* _ABOUT THIS EXERCISE_:
Copy the records below word for word, from the line with "The goal in" to the line with "negative clicks: (294, 214)", including both of those lines.

* _DATA SUPPLIED_:

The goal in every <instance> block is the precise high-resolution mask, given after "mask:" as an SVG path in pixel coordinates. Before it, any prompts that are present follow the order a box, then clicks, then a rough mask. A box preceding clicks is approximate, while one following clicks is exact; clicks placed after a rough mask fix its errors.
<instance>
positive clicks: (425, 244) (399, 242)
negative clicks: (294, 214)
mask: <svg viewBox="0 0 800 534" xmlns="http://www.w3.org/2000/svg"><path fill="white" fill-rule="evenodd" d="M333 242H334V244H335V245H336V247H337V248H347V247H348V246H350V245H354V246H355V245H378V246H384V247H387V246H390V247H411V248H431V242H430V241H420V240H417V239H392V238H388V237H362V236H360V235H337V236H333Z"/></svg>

--

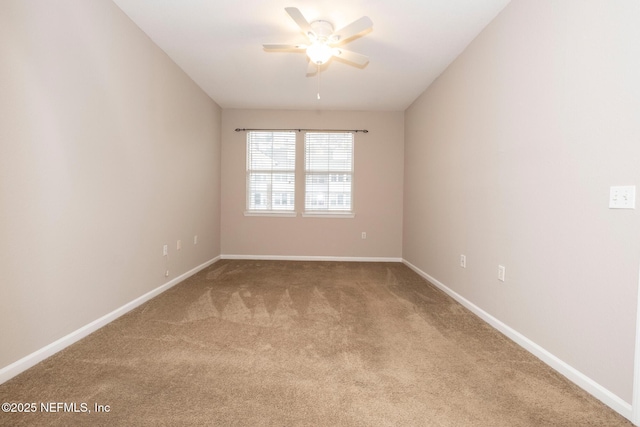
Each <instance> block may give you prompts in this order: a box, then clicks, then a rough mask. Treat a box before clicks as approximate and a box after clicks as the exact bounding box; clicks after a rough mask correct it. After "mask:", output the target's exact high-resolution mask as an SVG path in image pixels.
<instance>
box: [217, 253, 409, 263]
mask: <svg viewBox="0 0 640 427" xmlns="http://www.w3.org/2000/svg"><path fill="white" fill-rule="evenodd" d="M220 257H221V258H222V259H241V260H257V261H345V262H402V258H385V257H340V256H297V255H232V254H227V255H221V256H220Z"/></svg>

* _EXERCISE SOLUTION_:
The goal in every <instance> block is the precise high-resolution mask, given after "mask:" as an SVG path in pixel coordinates. Before it, any prompts that are present follow the order a box, then clicks, then a rough mask. A box preceding clicks is approximate, while one following clicks is exact; clicks placed after a rough mask fix its errors.
<instance>
positive clicks: (425, 244) (399, 242)
negative clicks: (294, 214)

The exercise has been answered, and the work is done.